§ **PROBLEM DETAILS**
Identify every line in the data below that contains the word "cabinet", and copy each of those lines in full.

§ **RECORDS**
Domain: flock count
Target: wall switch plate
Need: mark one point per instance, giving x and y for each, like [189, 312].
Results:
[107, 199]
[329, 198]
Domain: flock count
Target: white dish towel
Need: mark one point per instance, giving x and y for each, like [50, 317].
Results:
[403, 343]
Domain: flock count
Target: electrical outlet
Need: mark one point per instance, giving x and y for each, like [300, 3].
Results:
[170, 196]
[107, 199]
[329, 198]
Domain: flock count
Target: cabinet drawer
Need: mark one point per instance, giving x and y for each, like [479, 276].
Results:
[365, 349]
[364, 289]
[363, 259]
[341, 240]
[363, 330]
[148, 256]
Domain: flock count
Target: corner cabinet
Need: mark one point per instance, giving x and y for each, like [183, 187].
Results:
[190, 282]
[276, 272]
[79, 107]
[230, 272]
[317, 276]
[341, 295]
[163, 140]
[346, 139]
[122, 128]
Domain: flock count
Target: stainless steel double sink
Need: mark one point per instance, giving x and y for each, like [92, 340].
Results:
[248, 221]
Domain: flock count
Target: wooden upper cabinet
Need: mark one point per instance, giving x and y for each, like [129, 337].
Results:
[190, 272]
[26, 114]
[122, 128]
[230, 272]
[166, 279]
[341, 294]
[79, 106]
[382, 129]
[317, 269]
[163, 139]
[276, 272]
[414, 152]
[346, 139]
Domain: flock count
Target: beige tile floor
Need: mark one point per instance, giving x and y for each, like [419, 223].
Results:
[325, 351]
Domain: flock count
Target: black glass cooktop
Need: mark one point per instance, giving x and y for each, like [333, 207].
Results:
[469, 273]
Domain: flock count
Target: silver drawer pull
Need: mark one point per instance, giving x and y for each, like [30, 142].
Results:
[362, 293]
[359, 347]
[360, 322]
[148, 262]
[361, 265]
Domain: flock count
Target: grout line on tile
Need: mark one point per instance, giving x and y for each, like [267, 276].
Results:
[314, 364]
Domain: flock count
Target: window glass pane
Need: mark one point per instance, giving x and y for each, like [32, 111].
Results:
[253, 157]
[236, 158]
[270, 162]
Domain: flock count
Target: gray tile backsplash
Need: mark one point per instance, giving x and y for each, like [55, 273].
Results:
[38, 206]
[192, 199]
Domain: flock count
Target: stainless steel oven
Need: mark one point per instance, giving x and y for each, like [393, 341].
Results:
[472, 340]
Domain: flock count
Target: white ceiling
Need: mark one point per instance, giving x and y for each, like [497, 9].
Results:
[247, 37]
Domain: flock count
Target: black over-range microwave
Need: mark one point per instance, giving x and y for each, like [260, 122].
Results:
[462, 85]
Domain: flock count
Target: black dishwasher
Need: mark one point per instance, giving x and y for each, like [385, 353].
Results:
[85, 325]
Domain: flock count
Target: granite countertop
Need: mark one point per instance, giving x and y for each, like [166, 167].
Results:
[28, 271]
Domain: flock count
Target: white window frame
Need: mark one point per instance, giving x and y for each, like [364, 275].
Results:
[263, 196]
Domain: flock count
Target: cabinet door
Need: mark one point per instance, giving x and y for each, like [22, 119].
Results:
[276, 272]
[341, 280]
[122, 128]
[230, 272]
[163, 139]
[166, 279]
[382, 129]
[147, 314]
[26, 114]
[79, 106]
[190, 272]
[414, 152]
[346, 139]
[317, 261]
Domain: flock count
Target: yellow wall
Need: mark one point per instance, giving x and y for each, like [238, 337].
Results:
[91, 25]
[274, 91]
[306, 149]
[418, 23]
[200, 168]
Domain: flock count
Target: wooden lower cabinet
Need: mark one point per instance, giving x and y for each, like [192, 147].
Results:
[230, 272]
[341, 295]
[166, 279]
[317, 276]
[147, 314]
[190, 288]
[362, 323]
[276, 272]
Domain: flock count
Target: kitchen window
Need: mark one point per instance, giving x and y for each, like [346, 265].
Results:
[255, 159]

§ **FINISHED ANSWER**
Target: cabinet drawer
Target: corner cabinet
Target: wooden upper cabinet
Target: cabinet door
Target: wooden lower cabinet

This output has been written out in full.